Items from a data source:
▼
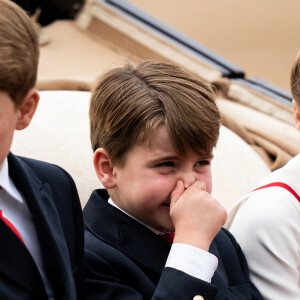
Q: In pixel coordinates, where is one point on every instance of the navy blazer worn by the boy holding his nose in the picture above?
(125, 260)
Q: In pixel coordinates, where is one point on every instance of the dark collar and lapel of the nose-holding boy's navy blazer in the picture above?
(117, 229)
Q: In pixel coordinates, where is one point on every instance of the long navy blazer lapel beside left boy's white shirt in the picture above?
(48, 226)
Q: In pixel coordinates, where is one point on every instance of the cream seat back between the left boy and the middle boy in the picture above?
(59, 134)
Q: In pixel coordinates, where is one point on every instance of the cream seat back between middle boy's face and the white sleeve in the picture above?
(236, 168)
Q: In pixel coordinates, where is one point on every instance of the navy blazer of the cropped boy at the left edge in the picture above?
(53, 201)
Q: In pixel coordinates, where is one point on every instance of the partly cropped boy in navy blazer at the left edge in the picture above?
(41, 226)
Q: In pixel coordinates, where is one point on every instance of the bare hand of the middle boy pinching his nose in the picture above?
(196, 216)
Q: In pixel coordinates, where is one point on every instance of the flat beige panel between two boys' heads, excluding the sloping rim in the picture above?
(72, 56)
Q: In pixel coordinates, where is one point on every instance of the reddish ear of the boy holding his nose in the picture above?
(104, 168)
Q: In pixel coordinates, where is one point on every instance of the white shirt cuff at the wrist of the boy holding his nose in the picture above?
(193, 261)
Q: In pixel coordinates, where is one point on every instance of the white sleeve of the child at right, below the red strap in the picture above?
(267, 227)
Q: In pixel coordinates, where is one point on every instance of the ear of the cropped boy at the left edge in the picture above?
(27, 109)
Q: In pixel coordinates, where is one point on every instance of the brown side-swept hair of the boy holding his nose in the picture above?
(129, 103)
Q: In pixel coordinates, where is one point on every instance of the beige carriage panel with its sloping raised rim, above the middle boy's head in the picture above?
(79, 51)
▲
▼
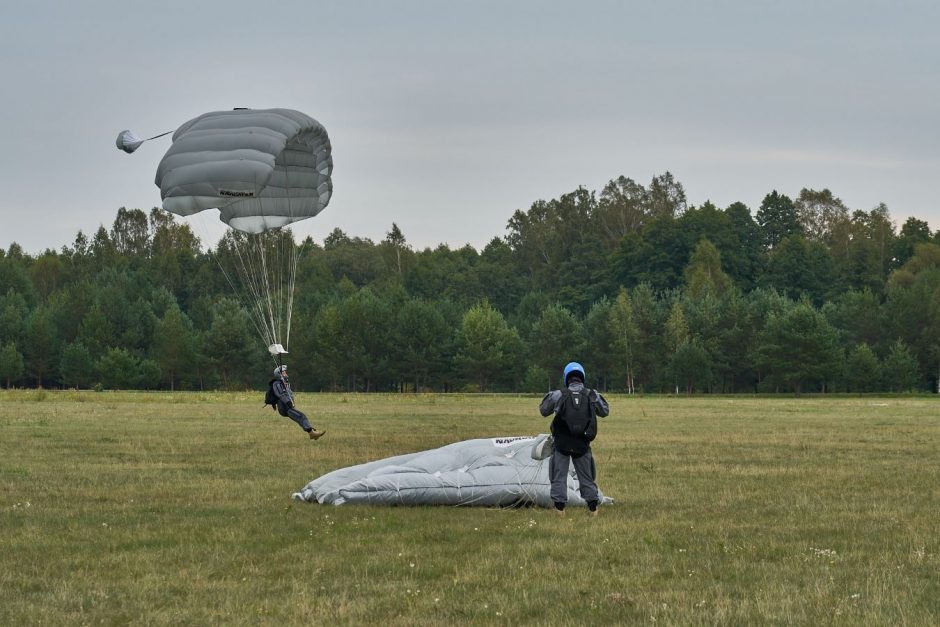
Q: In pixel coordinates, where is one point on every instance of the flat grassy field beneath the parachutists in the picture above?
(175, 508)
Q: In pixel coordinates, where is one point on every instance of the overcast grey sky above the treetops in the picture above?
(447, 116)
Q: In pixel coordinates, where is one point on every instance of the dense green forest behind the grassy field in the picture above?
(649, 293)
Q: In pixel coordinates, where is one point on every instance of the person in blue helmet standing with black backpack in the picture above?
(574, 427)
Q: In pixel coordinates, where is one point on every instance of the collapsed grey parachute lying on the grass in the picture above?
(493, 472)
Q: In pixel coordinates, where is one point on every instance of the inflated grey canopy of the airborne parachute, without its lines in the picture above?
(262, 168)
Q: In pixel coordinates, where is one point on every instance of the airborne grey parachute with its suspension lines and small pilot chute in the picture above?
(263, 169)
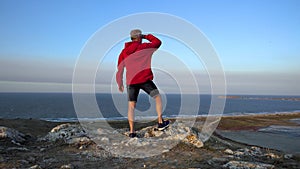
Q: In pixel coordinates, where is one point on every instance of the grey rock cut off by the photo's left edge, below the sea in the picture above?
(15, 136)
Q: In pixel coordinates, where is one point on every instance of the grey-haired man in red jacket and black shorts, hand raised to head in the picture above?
▲
● **What you should do**: Repeat the entries above verbatim, but only from the line that has "sea in the picture above?" down to the line that has "to head in the picture above?", inclusive.

● **Result for this exercise**:
Q: In pixel coordinates, where is one point on every instance of the grey rock cut off by the photo's left edge, below the sea in the picture above?
(15, 136)
Q: In pixel coordinates, where is one point on every instance of the grey-haired man in red jacket and black shorts, hand raised to head in the picture above?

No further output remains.